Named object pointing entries
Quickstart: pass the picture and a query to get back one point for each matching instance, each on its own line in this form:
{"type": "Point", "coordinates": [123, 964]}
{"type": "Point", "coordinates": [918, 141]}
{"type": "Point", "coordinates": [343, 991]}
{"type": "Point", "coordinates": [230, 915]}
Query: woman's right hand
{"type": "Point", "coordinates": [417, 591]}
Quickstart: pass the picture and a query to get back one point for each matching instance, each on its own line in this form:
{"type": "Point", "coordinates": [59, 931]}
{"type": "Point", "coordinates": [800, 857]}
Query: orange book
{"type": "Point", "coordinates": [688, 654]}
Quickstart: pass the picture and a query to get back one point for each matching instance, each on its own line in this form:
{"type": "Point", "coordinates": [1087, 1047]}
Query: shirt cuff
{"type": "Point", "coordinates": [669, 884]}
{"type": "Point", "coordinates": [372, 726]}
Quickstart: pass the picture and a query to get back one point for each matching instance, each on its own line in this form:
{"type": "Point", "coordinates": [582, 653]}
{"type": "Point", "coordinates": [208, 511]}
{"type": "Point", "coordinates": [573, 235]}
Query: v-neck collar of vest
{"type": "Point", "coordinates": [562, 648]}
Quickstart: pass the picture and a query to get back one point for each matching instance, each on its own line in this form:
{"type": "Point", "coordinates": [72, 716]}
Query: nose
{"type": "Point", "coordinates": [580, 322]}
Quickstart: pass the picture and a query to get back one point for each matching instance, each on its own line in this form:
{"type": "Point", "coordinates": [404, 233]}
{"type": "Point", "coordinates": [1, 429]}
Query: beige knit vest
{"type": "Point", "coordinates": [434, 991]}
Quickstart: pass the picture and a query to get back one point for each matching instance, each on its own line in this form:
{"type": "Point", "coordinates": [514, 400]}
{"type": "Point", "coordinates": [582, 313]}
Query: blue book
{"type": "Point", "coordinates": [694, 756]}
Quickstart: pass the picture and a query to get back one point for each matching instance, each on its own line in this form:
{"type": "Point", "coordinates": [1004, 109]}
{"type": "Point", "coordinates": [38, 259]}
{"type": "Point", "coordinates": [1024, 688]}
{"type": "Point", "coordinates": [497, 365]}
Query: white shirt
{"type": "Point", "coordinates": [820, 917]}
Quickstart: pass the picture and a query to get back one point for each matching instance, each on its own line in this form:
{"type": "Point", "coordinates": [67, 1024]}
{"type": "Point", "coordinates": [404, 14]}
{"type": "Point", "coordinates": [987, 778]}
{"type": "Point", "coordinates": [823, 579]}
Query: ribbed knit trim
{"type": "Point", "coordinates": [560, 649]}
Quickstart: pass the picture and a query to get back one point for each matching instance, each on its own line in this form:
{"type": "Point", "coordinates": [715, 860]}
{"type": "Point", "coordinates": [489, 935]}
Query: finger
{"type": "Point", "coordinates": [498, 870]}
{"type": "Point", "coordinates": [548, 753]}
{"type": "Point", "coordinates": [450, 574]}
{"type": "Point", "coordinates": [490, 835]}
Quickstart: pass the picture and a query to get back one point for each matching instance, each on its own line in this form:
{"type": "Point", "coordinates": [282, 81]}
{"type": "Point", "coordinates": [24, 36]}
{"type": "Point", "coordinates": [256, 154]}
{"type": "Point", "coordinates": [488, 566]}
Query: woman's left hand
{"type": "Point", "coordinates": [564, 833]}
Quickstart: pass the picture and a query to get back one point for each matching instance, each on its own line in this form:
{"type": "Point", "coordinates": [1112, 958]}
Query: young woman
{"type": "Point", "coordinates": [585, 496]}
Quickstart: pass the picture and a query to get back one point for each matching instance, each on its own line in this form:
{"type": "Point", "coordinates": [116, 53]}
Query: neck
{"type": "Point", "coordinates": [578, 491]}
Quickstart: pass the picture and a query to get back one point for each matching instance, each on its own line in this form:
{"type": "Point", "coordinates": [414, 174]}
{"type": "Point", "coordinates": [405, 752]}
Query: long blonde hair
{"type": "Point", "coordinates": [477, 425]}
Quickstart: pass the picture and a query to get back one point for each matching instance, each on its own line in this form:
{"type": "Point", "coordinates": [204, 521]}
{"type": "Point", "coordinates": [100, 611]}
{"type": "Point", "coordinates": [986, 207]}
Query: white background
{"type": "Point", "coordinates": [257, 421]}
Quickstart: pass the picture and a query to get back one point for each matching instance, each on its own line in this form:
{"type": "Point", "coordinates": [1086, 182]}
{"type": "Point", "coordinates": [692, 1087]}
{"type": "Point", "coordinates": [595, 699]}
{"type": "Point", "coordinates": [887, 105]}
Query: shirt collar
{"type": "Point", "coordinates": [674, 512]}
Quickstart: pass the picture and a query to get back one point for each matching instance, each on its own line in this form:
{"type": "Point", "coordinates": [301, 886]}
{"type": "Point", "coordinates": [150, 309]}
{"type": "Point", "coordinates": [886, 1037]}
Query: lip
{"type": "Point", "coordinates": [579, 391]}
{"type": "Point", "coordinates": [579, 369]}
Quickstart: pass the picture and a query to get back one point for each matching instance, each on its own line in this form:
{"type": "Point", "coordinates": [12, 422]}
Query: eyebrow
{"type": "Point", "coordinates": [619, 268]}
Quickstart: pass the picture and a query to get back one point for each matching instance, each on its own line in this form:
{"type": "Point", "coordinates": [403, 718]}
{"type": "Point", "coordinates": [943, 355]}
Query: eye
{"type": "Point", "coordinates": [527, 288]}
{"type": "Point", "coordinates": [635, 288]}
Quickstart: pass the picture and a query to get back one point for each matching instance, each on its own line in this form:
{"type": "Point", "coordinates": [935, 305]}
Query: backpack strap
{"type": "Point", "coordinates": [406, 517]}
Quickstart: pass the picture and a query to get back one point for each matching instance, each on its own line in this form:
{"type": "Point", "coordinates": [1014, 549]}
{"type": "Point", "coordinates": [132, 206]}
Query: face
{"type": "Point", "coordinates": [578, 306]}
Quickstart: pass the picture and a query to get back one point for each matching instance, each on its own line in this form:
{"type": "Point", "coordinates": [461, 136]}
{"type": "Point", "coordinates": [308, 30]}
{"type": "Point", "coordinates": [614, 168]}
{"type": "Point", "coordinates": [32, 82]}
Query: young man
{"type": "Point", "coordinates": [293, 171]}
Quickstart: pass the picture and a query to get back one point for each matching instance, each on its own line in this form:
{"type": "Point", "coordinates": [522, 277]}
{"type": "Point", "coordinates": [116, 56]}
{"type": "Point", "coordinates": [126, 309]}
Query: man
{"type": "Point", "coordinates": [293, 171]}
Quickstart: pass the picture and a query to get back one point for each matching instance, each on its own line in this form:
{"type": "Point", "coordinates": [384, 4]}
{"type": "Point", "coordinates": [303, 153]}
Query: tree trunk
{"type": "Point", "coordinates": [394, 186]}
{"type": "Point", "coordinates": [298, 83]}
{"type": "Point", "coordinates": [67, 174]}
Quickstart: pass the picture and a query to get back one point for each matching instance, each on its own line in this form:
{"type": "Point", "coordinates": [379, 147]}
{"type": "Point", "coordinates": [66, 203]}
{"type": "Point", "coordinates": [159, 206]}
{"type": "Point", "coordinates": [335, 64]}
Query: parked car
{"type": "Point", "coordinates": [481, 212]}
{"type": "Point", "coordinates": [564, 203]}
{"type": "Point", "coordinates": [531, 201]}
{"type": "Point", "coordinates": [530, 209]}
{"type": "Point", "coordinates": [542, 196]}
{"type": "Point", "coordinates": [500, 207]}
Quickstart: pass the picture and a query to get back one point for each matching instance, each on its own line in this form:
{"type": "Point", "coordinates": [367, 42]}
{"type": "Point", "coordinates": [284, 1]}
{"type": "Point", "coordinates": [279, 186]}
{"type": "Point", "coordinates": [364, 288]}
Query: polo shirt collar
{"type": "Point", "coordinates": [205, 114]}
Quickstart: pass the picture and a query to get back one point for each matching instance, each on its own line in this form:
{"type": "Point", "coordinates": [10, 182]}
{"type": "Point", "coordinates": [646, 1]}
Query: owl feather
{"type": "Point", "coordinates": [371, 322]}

» WHAT YOU HAVE TO DO:
Identify every line of the records that contains the word "vest", and copy each one. Case counts.

» SOLUTION BELOW:
Query: v-neck collar of vest
Query: beige knit vest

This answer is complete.